Input records
^^^^
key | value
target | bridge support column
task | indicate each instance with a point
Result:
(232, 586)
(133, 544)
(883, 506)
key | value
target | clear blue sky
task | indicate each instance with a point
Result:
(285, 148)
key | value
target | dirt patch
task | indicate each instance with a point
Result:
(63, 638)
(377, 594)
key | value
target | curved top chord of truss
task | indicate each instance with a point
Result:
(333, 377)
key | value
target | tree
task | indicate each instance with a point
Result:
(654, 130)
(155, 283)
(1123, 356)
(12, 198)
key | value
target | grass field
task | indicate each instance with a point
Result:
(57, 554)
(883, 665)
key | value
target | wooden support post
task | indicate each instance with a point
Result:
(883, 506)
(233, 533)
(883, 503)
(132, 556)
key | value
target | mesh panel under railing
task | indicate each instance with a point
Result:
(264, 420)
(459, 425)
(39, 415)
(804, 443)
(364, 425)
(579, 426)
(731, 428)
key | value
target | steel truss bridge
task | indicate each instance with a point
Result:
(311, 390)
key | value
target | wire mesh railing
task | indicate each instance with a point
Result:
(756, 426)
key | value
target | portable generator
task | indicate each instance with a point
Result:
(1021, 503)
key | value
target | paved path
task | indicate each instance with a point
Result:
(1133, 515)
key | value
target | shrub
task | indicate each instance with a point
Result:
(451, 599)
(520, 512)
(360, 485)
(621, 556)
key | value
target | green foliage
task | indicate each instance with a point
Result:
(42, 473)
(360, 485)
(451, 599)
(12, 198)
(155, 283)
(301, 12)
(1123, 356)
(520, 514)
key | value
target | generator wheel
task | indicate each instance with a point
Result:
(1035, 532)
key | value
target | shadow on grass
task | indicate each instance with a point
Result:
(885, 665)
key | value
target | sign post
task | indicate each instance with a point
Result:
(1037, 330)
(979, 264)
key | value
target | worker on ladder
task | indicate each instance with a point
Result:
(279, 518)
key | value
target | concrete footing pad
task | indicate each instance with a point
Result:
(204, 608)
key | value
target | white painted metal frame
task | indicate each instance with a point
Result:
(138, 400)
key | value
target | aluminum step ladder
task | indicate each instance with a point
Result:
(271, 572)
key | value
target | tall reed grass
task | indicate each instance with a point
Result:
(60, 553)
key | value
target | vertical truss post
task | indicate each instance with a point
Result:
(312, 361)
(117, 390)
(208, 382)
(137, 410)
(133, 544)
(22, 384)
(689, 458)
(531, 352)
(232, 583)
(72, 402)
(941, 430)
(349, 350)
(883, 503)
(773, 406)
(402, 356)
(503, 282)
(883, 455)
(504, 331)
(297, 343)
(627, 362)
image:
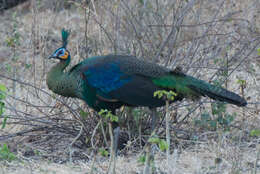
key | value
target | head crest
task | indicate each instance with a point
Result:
(65, 34)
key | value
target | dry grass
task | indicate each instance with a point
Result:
(200, 46)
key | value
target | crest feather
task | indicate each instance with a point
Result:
(65, 34)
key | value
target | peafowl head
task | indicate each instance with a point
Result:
(62, 53)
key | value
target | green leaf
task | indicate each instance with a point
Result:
(3, 88)
(154, 140)
(4, 122)
(2, 104)
(141, 159)
(258, 51)
(255, 132)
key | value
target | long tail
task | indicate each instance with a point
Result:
(188, 86)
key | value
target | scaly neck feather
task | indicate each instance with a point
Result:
(59, 81)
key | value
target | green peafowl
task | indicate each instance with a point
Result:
(111, 81)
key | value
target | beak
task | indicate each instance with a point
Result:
(52, 56)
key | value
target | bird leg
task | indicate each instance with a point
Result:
(116, 132)
(154, 118)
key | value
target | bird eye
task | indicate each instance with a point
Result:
(61, 52)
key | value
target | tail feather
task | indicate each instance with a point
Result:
(188, 86)
(220, 94)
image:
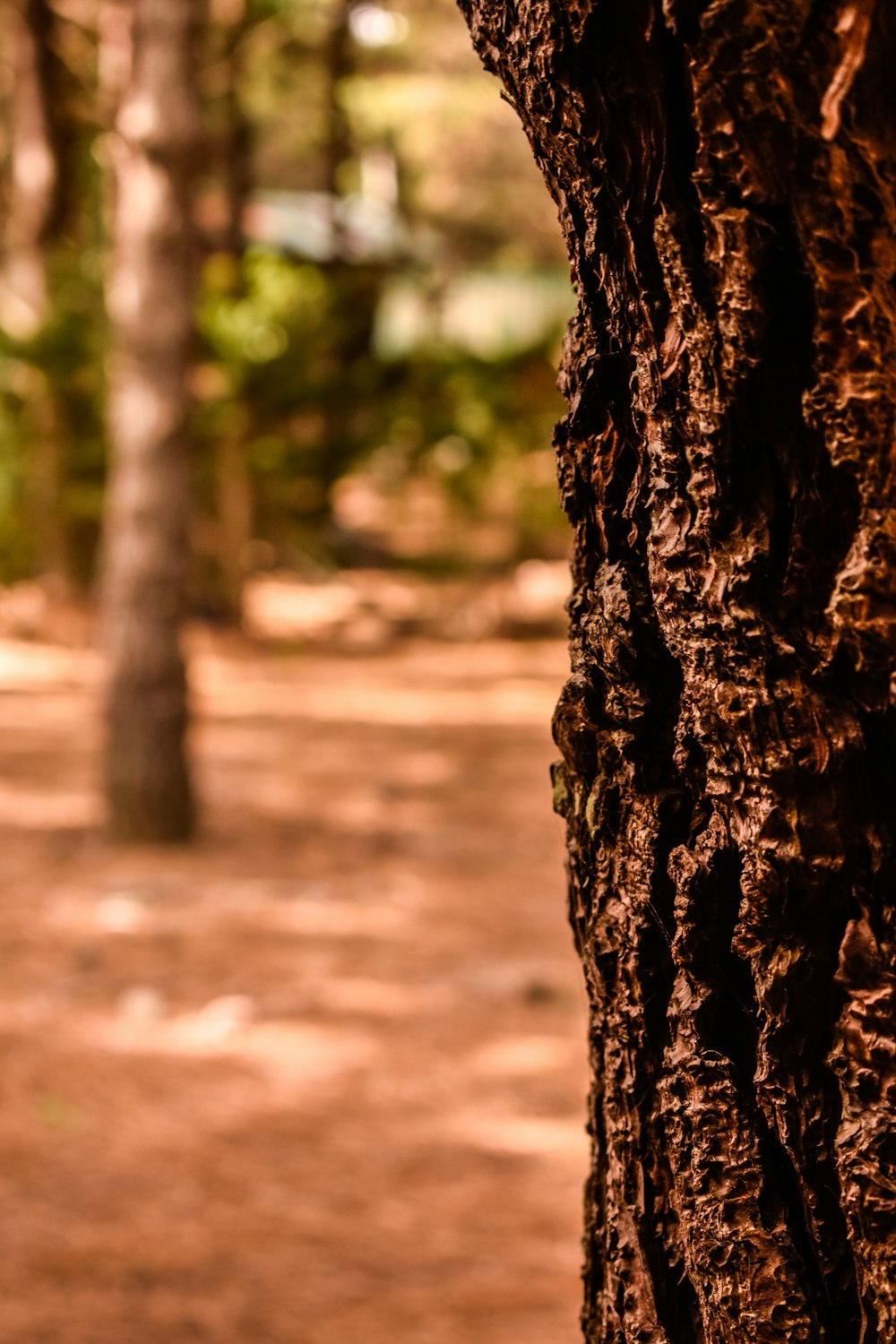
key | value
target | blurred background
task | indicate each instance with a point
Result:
(317, 1074)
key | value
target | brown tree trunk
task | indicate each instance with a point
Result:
(156, 151)
(726, 180)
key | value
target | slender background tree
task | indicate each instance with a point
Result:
(156, 151)
(726, 180)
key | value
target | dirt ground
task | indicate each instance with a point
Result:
(319, 1080)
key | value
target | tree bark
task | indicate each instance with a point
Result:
(726, 182)
(156, 151)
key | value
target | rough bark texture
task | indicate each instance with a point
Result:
(156, 151)
(726, 180)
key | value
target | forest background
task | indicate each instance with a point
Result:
(320, 1074)
(381, 304)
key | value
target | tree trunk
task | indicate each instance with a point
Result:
(726, 182)
(38, 206)
(156, 151)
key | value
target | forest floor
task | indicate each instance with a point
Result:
(320, 1078)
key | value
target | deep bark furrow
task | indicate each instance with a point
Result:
(726, 177)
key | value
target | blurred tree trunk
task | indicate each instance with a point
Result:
(38, 206)
(726, 182)
(234, 483)
(156, 147)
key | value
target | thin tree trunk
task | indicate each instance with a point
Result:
(156, 151)
(726, 182)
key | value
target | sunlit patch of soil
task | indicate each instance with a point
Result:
(322, 1077)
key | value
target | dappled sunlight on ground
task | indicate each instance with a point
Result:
(322, 1077)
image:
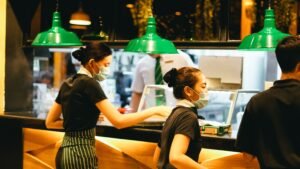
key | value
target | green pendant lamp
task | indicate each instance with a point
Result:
(266, 39)
(151, 43)
(56, 36)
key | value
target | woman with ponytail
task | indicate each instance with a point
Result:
(180, 142)
(80, 101)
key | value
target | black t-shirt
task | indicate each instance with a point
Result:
(182, 120)
(270, 126)
(78, 96)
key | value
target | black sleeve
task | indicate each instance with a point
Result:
(187, 124)
(94, 91)
(247, 131)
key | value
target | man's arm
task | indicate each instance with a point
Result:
(135, 101)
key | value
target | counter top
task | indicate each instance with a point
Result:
(139, 132)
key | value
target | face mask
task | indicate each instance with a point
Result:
(202, 101)
(103, 73)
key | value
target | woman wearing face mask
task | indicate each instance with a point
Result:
(80, 100)
(180, 142)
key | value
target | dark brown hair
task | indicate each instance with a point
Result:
(178, 79)
(288, 53)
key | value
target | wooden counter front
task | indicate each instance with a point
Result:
(131, 147)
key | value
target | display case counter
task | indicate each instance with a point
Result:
(132, 147)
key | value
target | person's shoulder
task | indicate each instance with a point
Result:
(86, 80)
(185, 112)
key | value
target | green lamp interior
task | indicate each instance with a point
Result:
(267, 38)
(56, 36)
(151, 43)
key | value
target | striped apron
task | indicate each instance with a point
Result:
(77, 150)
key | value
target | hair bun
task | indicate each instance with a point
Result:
(79, 54)
(170, 77)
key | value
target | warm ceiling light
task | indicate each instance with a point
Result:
(177, 13)
(80, 18)
(129, 6)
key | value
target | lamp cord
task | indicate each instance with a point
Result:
(269, 4)
(56, 7)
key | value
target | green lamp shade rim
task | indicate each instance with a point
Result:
(266, 39)
(56, 36)
(151, 43)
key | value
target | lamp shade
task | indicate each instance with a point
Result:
(267, 38)
(56, 36)
(151, 43)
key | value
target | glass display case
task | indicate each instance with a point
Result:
(227, 107)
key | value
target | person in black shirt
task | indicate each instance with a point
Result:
(80, 100)
(180, 142)
(269, 128)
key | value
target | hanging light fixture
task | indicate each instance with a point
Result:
(151, 42)
(267, 38)
(56, 36)
(80, 18)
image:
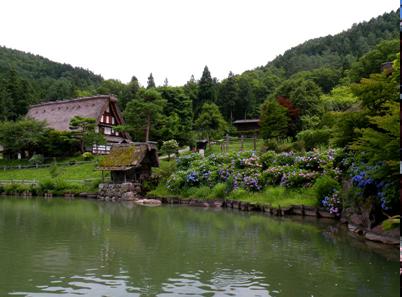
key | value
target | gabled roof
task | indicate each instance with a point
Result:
(127, 156)
(58, 114)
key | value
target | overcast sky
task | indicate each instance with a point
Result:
(173, 38)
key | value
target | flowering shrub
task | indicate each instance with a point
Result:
(248, 171)
(332, 203)
(298, 178)
(366, 178)
(184, 162)
(312, 161)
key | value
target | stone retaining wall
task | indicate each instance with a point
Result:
(119, 192)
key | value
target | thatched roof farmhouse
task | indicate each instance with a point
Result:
(130, 162)
(104, 108)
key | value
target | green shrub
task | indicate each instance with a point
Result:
(54, 170)
(314, 137)
(325, 186)
(37, 159)
(87, 156)
(169, 147)
(219, 191)
(165, 170)
(239, 194)
(268, 159)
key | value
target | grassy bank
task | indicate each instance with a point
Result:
(274, 196)
(73, 172)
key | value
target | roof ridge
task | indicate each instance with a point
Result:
(111, 96)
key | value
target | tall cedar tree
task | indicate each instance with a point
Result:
(151, 82)
(274, 120)
(206, 90)
(211, 123)
(142, 113)
(228, 96)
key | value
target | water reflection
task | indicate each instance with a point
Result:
(67, 248)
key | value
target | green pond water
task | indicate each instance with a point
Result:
(63, 247)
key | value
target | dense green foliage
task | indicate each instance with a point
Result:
(329, 92)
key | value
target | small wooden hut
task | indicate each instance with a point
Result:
(130, 162)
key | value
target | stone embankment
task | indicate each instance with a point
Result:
(355, 224)
(124, 192)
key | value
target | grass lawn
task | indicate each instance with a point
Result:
(235, 146)
(74, 172)
(275, 196)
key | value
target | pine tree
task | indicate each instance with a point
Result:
(151, 82)
(206, 91)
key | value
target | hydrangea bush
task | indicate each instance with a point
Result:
(246, 170)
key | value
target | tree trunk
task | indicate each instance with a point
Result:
(148, 128)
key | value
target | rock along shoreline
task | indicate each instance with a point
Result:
(376, 234)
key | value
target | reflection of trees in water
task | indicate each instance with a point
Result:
(155, 246)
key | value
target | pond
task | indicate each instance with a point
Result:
(61, 247)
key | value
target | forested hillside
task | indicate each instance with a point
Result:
(338, 51)
(26, 79)
(308, 70)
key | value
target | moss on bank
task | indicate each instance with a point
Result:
(273, 196)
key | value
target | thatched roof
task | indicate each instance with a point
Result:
(58, 114)
(127, 156)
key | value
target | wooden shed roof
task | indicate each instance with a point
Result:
(127, 156)
(58, 114)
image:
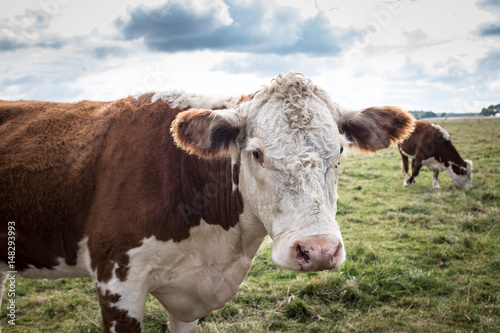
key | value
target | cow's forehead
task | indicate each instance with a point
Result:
(293, 123)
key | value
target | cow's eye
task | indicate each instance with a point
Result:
(257, 154)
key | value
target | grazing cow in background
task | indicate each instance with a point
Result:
(430, 145)
(173, 193)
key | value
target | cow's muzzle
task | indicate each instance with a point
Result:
(317, 254)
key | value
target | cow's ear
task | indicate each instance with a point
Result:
(376, 127)
(206, 133)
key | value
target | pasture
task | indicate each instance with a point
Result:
(418, 260)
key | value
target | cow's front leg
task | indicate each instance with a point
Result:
(177, 326)
(435, 183)
(416, 165)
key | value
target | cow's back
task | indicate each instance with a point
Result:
(424, 136)
(48, 154)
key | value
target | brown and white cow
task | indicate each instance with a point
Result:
(430, 145)
(172, 194)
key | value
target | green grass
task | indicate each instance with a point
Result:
(418, 260)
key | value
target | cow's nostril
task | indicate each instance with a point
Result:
(302, 253)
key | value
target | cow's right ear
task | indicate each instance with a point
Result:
(376, 127)
(206, 133)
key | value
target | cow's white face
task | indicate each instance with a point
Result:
(289, 168)
(288, 141)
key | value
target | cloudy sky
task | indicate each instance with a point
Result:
(441, 55)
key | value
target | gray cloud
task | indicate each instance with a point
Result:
(490, 29)
(256, 28)
(8, 44)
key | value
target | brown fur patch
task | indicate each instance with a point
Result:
(108, 171)
(425, 142)
(202, 133)
(113, 317)
(377, 127)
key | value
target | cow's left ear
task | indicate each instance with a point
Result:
(206, 133)
(376, 127)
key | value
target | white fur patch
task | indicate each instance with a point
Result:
(190, 278)
(182, 100)
(406, 154)
(433, 164)
(445, 134)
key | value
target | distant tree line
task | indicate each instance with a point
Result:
(423, 114)
(490, 110)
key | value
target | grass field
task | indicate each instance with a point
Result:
(418, 260)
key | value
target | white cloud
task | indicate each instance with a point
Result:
(423, 54)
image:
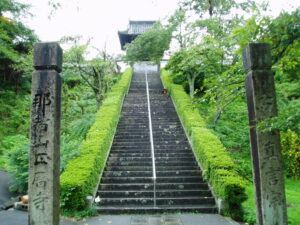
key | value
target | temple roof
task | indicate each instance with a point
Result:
(134, 29)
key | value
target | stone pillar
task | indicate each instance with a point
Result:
(268, 171)
(44, 159)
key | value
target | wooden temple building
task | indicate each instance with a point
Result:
(134, 29)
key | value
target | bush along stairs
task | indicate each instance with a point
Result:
(151, 167)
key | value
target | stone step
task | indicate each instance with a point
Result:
(149, 186)
(149, 163)
(150, 194)
(137, 209)
(159, 201)
(128, 180)
(149, 168)
(148, 154)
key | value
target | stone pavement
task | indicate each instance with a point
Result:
(16, 217)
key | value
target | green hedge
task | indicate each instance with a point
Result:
(218, 167)
(82, 173)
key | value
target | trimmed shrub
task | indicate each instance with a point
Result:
(218, 167)
(82, 173)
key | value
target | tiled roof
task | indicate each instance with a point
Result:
(138, 27)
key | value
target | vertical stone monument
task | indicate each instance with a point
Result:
(44, 159)
(267, 160)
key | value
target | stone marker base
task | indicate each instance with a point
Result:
(21, 206)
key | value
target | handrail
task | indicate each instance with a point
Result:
(151, 139)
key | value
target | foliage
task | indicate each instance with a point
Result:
(16, 41)
(82, 173)
(17, 154)
(217, 165)
(149, 46)
(292, 198)
(291, 152)
(14, 114)
(187, 64)
(94, 72)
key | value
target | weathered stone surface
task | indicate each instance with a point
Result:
(257, 57)
(266, 149)
(47, 56)
(44, 159)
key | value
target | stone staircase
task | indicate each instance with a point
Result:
(127, 184)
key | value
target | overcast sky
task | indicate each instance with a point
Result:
(101, 19)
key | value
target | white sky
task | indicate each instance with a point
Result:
(101, 19)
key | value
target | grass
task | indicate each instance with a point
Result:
(293, 202)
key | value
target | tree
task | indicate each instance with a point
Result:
(187, 64)
(94, 72)
(16, 40)
(149, 46)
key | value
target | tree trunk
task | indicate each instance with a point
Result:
(191, 80)
(158, 67)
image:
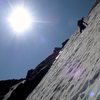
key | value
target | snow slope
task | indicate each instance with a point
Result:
(11, 90)
(75, 74)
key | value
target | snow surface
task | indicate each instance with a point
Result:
(12, 89)
(75, 74)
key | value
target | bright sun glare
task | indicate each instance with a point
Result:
(20, 19)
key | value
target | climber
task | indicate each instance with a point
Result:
(81, 24)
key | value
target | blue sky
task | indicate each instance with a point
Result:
(57, 21)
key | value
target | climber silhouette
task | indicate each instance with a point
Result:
(82, 24)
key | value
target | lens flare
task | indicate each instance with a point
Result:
(20, 19)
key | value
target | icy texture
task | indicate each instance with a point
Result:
(75, 74)
(11, 90)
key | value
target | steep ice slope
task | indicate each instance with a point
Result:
(12, 89)
(75, 74)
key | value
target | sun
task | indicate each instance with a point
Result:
(20, 19)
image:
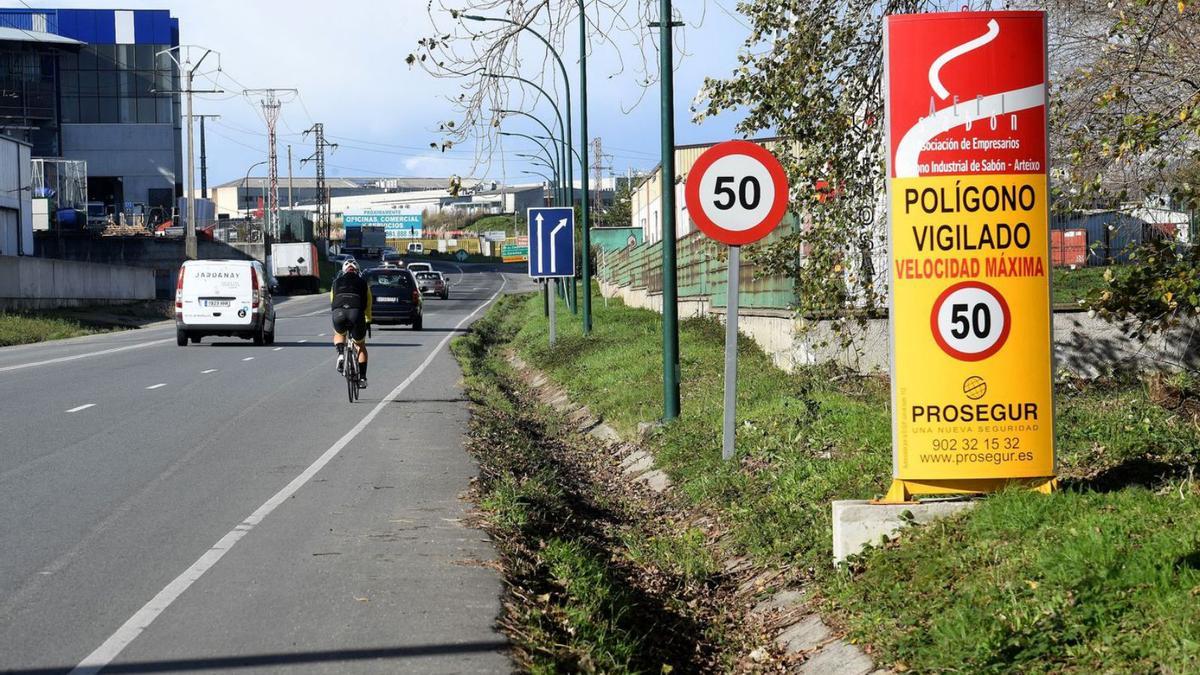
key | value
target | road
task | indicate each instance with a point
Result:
(223, 506)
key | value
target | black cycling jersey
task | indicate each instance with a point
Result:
(351, 292)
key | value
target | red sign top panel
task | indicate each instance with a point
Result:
(966, 93)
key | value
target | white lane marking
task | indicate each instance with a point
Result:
(142, 619)
(64, 359)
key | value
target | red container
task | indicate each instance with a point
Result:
(1068, 248)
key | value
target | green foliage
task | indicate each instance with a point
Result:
(24, 328)
(621, 213)
(1101, 578)
(1159, 288)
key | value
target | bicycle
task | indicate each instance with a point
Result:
(351, 369)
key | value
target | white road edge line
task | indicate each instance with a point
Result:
(64, 359)
(115, 644)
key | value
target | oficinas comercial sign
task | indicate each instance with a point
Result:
(969, 251)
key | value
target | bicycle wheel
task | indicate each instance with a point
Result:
(352, 374)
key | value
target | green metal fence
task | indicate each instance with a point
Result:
(701, 273)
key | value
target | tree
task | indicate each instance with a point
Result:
(1125, 119)
(621, 213)
(811, 72)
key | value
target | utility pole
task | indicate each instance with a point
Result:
(190, 245)
(204, 157)
(323, 215)
(583, 167)
(271, 106)
(598, 167)
(291, 203)
(666, 25)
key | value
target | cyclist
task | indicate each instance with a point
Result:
(351, 299)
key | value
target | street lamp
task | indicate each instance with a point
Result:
(583, 138)
(565, 161)
(546, 178)
(543, 145)
(567, 83)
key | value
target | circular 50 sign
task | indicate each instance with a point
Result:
(737, 192)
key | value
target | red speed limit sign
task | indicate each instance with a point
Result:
(737, 192)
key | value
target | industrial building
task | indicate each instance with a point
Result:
(84, 84)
^^^^
Exercise details
Every line above that holds "temple" counts once; state the total and nothing else.

Task answer
2